DIRECTION: Copy out the stretch of material from its start through the line containing "619 988 L 649", requests included. Multiply every outline coordinate by 1.35 and round it to a whole number, with halves rounded up.

Region labeling items:
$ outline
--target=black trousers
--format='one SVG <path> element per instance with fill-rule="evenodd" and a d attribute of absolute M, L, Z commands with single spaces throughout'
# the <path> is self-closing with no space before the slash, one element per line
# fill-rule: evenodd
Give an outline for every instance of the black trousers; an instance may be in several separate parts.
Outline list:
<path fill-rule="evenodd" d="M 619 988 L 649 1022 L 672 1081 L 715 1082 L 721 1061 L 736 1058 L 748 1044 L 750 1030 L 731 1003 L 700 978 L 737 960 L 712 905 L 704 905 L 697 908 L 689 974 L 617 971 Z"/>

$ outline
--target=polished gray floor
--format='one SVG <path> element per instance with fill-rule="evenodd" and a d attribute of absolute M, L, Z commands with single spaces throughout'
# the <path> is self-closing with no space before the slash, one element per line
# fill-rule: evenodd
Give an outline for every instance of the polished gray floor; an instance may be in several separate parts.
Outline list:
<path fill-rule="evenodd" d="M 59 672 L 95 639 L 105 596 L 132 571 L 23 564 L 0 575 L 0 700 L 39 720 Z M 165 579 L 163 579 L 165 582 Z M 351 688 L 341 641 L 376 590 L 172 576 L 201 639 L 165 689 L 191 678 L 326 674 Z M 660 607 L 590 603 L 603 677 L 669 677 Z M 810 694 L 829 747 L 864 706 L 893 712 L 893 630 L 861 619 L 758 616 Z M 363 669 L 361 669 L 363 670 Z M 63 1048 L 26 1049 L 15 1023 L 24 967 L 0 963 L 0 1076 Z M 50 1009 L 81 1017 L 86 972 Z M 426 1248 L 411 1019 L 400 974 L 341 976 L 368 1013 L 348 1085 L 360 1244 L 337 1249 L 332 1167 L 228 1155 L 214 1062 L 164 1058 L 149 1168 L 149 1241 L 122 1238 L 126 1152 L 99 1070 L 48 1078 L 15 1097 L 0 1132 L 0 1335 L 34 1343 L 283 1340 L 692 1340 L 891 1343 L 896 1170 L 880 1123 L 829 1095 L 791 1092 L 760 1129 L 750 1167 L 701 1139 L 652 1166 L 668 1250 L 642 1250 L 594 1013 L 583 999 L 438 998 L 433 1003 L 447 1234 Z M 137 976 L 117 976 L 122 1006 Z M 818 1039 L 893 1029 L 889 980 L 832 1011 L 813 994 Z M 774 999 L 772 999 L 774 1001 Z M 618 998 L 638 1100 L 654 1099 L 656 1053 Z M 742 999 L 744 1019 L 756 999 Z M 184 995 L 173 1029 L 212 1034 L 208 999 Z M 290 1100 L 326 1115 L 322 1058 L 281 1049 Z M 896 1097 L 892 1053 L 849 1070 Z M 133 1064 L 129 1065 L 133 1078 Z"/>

WRITTEN SOLUTION:
$ outline
--target=black trousers
--format='one SVG <path> element per instance with fill-rule="evenodd" and a d attribute of absolute M, L, Z commands with single spaces throughout'
# the <path> is self-closing with no space before the slash, one element per line
# fill-rule: evenodd
Give an outline for every instance of the black trousers; an instance may be in several separate parts.
Outline list:
<path fill-rule="evenodd" d="M 836 1334 L 876 1380 L 907 1459 L 965 1461 L 973 1432 L 994 1428 L 1010 1409 L 1013 1391 L 987 1354 L 945 1320 L 995 1296 L 961 1222 L 950 1222 L 941 1226 L 930 1315 L 833 1311 Z"/>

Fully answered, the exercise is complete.